Exercise prompt:
Please return every line from the rows below that contains the word "lamp", copying each line in full.

Saved entries:
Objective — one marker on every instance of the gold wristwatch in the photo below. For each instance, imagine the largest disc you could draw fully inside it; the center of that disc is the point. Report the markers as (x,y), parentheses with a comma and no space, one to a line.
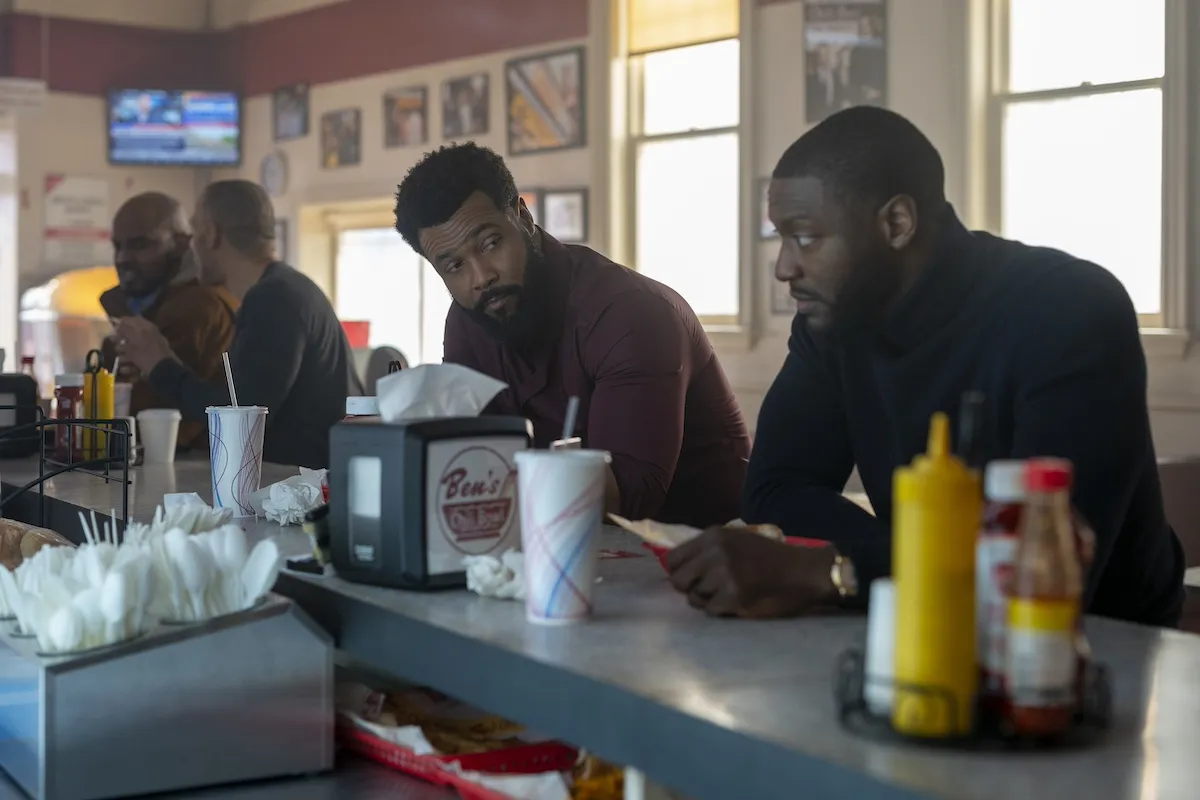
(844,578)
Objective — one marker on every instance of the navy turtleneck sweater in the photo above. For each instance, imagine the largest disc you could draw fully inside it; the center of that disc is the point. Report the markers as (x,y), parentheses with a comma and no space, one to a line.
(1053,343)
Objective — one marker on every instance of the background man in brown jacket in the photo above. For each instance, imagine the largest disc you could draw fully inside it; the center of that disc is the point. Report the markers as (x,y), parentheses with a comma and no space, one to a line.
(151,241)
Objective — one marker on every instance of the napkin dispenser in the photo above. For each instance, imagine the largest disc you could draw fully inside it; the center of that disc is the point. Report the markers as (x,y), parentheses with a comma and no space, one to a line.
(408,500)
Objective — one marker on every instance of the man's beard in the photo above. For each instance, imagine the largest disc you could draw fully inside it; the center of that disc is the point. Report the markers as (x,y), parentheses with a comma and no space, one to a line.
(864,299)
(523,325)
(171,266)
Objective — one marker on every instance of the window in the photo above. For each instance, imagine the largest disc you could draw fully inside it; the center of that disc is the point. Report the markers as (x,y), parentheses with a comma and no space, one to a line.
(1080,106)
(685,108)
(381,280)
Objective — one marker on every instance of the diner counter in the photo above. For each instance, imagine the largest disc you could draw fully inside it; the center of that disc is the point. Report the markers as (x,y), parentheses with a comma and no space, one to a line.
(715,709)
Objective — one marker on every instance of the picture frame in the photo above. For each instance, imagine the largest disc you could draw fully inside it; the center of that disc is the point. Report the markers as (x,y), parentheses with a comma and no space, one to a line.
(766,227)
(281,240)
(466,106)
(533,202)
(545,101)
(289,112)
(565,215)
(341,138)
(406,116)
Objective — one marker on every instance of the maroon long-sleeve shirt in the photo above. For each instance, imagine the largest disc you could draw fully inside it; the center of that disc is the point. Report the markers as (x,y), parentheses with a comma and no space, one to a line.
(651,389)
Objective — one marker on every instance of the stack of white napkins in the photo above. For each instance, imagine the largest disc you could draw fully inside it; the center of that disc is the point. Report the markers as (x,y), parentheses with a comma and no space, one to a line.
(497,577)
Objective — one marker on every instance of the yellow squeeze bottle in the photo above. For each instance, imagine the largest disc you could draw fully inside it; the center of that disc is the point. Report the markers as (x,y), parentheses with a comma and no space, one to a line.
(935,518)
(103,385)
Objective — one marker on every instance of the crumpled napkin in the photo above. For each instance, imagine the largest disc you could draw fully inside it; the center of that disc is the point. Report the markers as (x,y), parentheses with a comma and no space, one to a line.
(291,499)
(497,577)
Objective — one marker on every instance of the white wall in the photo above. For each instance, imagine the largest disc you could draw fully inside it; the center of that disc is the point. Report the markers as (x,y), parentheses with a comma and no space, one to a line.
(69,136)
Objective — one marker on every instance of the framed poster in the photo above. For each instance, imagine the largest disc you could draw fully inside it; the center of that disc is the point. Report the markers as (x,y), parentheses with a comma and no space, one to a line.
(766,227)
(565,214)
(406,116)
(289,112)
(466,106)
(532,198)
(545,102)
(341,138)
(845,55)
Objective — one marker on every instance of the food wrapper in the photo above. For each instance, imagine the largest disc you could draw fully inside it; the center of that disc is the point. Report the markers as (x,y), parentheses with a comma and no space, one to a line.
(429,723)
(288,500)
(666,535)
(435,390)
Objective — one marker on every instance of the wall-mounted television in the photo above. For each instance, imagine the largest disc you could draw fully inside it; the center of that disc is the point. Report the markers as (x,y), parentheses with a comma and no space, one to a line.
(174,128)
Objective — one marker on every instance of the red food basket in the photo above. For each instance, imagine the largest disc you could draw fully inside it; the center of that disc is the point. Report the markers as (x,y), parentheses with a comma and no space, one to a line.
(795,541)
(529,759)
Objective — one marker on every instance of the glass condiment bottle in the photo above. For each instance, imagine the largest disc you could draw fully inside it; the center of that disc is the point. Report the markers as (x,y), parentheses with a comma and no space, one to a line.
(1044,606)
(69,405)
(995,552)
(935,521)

==

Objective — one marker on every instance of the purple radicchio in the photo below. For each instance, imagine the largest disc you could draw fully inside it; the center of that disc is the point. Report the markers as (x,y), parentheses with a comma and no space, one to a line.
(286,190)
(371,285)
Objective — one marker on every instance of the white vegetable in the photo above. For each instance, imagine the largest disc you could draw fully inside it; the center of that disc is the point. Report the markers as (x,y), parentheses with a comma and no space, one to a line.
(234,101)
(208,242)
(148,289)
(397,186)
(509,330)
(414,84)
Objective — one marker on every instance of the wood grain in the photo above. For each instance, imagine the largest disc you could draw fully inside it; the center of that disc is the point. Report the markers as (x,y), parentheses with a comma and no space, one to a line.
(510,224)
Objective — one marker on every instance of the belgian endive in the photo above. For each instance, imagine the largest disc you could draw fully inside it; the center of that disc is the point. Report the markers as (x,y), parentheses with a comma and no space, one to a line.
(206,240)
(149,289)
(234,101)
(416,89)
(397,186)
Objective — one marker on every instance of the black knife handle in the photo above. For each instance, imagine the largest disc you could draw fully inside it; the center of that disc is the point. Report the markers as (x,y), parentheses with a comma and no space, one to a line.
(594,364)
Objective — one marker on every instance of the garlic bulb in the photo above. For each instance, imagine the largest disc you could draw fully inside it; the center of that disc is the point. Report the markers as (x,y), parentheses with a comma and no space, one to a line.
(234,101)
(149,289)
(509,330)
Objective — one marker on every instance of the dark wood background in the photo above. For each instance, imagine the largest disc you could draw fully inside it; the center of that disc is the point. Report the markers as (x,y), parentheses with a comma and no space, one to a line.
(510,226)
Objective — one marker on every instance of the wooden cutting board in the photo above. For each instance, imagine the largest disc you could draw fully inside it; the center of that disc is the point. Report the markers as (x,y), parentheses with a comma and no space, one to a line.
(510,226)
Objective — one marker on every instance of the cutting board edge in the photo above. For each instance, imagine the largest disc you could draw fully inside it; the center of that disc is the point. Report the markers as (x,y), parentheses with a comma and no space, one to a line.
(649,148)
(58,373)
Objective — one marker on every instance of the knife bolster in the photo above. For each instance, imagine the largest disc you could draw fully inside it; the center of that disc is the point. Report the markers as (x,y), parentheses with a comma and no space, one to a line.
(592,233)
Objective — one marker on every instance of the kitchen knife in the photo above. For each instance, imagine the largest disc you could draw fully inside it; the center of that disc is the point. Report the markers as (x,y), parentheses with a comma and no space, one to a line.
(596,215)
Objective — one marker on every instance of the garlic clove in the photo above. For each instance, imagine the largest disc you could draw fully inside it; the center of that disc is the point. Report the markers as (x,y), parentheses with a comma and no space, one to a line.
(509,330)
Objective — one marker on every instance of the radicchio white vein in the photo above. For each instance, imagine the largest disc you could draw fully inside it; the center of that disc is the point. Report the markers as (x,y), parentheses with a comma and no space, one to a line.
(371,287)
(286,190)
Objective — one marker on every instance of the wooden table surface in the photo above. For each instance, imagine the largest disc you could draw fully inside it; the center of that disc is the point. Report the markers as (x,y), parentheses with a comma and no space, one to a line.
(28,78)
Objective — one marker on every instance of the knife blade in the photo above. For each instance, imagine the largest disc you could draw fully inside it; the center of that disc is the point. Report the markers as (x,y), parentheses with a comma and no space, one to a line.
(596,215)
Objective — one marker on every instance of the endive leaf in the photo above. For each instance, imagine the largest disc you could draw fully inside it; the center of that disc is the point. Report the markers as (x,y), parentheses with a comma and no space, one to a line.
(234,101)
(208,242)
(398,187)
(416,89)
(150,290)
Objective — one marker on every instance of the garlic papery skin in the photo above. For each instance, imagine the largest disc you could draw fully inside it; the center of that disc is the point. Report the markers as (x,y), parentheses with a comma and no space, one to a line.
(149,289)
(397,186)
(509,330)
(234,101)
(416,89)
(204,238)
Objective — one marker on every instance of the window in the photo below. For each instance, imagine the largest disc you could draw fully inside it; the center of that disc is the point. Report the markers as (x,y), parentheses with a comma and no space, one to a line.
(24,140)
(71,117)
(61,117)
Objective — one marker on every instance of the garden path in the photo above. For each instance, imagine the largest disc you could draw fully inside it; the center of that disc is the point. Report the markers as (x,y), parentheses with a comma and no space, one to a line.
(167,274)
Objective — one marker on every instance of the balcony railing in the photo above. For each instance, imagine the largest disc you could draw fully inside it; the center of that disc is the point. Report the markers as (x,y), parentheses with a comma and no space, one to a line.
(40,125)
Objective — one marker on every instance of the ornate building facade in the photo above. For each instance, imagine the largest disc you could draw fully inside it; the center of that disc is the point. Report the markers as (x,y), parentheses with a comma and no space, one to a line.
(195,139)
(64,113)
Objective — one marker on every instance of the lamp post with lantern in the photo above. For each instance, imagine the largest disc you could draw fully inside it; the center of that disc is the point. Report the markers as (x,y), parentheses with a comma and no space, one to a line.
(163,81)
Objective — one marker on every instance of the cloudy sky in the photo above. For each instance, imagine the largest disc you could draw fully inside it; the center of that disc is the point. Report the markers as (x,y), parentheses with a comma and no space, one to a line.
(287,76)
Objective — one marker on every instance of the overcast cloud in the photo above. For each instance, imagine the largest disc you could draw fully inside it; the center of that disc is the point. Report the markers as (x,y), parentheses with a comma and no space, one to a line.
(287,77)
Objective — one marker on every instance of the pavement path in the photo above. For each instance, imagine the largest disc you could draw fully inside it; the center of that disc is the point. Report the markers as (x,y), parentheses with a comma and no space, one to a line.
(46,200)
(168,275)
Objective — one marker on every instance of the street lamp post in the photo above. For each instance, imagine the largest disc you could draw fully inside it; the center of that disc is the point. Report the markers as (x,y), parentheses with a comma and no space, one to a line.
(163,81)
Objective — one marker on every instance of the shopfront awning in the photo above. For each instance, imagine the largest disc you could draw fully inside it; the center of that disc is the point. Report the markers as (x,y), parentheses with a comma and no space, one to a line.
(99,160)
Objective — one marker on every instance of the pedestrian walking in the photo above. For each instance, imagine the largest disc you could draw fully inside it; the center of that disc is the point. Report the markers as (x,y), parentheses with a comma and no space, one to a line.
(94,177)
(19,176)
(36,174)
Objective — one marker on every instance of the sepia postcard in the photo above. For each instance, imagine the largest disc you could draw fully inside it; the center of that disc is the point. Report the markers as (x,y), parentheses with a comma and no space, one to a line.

The answer:
Objective — one marker on every instance of the lamp post with lantern in the photo above. For each instance, imagine the largest disc you could draw fully inside it; the center of that disc is the point. Report the markers as (x,y), parentheses with a comma and no space, one to a line.
Objective — one marker on every instance of the street lamp post in the photo above. For each instance, imagine the largest disc you could draw fully inside it; the center of that disc is the point. Report the markers as (x,y), parentheses with a comma and no space, one to a line.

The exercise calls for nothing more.